1.2 Killarney Mall Properties is the owner of the immovable property comprising:
1.2.1 Erf 669 Killarney Township measuring 3,3396 hectares;
1.2.2 Erf 673 Killarney Township measuring 2,1236 hectares;
1.2.3 Erf 364 Killarney Township measuring 495 square metres;
1.2.4 Erf 365 Killarney Township measuring 495 square metres;
1.2.5 Erf 366 Killarney Township measuring 495 square metres;
1.2.6 Erf 392 Killarney Township measuring 496 square metres;
1.2.7 Erf 393 Killarney Township measuring 495 square metres; and
1.2.8 Erf 394 Killarney Township measuring 495 square metres,
all held by deed of transfer T64331/2001, and all buildings and improvements thereon which erven are
notarially tied to each other in terms of notarial tie agreement K386/2017S, and situated at 60 Riviera
Road, Killarney Township, Johannesburg 2193, commonly known as the Killarney Mall.
Killarney Mall is an established shopping centre which has been operating for over 45 years. The retail
and office spaces at Killarney Mall cater for a wide variety of shoppers and clients, offering easy access
off the M1 highway, secure parking and 24-hour security.
2. Rationale and use of proceeds
The Disposal is in line with the Company's broader capital-allocation strategy as advised to the market
previously. Killarney Mall has been strategically identified as an asset to recycle, as management believes
greater value can be unlocked by divesting from this non-core property and redirecting capital into opportunities
as per the Company's revised strategy reported in FY2025. The proceeds will be allocated towards the reduction
in debt and deployment towards future projects.

__Exercise 1__
List the erf numbers in the Killarney Mall text whose area is 495 square metres.
The Killarney Mall text and the rows that follow it come from unrelated sources.

__Dataset__
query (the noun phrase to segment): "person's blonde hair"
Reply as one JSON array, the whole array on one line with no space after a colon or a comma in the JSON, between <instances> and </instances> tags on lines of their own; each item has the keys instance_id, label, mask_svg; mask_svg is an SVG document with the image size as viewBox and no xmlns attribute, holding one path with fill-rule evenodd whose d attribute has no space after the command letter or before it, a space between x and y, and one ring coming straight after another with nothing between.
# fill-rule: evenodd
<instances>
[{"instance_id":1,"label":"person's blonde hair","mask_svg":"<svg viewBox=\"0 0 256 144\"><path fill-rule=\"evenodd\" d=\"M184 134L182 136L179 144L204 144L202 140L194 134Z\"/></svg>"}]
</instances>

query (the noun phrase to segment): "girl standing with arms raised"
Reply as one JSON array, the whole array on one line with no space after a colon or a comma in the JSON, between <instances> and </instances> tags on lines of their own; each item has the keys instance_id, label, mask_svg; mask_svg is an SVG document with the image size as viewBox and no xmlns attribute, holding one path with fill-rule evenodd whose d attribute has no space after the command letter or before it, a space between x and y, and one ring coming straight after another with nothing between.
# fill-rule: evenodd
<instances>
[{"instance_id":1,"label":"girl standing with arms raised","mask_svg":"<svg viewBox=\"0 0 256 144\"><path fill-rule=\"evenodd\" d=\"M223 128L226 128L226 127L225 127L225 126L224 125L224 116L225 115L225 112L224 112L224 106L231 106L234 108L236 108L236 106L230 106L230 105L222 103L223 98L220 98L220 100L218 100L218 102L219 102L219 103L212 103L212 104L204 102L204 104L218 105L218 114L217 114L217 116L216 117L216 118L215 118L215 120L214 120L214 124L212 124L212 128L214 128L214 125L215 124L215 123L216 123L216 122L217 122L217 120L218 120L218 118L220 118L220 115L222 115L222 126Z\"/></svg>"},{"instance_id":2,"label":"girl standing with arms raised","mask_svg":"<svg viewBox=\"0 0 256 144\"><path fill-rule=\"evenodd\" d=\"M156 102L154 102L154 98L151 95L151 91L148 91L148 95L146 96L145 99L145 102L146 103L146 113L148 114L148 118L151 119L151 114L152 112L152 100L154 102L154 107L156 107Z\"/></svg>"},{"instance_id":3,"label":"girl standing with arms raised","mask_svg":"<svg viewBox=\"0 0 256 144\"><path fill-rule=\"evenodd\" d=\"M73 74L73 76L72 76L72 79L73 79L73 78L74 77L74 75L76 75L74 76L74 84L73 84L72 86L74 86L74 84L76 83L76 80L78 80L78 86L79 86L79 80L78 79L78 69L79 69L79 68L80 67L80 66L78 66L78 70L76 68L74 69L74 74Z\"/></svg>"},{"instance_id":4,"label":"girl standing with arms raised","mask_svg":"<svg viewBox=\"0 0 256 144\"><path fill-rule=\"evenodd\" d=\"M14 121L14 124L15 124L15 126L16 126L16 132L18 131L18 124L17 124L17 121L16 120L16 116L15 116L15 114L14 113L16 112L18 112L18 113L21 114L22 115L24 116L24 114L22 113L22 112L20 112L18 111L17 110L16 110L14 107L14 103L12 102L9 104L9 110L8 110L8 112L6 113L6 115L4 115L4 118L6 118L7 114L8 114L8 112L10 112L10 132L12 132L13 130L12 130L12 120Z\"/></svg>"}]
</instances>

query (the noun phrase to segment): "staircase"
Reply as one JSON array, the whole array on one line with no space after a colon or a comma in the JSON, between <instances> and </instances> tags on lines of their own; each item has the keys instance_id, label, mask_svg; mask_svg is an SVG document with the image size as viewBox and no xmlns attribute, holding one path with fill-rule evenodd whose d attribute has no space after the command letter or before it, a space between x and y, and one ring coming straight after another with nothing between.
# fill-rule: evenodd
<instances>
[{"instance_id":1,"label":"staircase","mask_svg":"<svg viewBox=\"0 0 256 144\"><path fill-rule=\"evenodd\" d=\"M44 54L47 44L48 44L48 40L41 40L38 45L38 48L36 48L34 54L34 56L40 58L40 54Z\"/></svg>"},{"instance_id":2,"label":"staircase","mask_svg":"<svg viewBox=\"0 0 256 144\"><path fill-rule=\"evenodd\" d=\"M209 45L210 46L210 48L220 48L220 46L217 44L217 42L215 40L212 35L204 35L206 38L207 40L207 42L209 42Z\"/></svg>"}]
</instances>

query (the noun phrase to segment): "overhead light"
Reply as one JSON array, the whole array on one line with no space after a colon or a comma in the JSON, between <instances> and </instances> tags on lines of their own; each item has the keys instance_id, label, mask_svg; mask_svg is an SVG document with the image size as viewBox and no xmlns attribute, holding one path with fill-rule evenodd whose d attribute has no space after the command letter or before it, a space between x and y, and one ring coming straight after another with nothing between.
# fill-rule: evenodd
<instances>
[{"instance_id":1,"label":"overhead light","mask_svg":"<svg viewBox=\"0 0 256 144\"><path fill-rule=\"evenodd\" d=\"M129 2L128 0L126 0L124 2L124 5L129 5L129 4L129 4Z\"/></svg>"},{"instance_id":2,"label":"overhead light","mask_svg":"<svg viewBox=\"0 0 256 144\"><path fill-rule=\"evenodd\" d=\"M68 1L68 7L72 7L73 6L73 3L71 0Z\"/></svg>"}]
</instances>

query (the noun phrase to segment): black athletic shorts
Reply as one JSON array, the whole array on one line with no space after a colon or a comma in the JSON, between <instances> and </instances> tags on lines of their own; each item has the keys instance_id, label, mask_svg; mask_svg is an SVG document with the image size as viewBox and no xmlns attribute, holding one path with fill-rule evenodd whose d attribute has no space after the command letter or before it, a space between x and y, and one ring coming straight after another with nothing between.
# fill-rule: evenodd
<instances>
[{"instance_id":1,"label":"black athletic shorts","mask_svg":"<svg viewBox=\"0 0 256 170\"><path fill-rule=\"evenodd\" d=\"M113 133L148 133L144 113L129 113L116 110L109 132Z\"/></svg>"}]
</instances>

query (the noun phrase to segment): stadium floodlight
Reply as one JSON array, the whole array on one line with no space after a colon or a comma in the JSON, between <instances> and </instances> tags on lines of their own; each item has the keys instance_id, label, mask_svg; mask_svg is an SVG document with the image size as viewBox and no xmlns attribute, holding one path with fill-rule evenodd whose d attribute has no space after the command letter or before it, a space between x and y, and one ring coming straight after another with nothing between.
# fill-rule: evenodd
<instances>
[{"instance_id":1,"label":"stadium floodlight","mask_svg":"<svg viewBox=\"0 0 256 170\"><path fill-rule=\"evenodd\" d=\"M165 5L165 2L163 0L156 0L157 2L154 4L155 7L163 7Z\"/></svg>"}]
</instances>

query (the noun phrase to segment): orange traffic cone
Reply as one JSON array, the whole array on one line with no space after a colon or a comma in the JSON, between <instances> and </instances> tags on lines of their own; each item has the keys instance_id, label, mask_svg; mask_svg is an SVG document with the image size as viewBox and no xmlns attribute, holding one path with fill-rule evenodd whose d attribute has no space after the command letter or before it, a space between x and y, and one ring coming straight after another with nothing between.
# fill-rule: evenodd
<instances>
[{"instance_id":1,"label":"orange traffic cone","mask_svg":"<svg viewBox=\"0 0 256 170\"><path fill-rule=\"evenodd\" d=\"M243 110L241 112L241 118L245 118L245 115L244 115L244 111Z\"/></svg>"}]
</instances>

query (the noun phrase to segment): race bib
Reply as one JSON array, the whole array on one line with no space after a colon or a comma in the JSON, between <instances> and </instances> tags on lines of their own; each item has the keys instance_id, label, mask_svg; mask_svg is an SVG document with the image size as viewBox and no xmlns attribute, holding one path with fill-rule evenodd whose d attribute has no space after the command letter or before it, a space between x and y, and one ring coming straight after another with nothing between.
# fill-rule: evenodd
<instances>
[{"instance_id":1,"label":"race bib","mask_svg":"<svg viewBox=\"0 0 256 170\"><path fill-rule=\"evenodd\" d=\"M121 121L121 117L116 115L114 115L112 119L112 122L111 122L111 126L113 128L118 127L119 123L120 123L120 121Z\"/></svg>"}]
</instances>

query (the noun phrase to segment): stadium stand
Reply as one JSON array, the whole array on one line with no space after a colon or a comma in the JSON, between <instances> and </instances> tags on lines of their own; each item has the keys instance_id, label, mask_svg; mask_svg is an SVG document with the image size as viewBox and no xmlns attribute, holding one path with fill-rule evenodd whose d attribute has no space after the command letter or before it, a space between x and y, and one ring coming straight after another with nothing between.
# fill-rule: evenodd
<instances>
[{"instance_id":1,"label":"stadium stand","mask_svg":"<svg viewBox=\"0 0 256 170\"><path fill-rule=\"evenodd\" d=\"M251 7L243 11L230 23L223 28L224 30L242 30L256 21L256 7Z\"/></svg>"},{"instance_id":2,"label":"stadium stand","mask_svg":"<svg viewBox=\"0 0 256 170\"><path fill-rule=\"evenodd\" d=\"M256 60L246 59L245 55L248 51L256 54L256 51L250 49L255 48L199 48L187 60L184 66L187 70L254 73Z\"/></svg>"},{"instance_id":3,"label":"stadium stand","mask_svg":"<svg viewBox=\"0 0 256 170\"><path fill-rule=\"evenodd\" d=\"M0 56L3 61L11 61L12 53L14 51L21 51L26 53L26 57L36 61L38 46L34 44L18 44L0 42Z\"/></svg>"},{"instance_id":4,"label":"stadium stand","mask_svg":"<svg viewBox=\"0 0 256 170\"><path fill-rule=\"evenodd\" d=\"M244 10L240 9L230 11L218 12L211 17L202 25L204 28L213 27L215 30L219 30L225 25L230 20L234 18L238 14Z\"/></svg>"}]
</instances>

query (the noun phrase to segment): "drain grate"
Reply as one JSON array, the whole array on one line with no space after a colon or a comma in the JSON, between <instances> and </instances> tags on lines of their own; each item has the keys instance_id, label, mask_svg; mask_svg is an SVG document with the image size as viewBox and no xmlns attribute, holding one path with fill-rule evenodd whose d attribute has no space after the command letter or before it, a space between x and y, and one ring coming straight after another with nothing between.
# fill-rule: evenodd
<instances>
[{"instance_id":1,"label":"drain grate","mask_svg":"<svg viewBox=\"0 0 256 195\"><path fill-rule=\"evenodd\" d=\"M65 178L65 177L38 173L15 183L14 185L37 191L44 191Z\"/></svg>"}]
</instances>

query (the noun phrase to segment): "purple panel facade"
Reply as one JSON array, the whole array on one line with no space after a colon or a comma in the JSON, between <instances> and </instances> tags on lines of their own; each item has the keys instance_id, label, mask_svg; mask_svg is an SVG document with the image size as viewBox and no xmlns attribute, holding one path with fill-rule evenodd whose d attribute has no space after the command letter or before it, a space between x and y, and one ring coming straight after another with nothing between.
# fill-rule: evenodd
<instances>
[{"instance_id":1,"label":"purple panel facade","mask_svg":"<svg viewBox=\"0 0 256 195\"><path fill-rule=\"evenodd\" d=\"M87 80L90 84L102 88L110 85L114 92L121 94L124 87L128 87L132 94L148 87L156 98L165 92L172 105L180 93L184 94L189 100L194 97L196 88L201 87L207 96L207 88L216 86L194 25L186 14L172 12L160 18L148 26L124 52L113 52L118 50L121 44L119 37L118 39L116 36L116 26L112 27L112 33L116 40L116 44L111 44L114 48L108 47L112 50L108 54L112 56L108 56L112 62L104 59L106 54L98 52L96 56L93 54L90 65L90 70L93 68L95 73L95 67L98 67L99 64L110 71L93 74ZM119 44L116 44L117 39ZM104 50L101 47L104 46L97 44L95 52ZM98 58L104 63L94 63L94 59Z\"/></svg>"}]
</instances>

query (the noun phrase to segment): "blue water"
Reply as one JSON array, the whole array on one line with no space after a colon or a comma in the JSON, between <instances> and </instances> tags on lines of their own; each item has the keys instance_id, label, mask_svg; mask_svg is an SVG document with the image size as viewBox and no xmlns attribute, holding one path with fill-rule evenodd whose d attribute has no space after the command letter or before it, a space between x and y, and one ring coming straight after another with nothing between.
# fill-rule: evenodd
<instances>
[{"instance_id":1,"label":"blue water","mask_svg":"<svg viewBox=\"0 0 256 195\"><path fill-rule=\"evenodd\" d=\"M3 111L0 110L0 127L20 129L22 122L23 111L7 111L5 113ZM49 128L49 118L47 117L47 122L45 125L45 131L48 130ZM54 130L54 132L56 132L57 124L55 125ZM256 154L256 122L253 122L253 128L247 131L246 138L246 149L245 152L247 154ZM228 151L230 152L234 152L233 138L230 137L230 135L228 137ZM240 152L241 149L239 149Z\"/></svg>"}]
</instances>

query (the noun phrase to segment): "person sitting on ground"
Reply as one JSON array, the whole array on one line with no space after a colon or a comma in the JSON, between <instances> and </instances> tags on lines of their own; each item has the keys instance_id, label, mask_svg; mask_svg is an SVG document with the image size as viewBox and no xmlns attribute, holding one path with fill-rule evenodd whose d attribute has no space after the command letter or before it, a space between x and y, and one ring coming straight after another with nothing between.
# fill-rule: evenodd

__Exercise 2__
Count the lines in the rows that contain the string "blonde". Reply with the number only.

__Full answer 1__
364, 365, 366, 393, 394

__Full answer 2__
2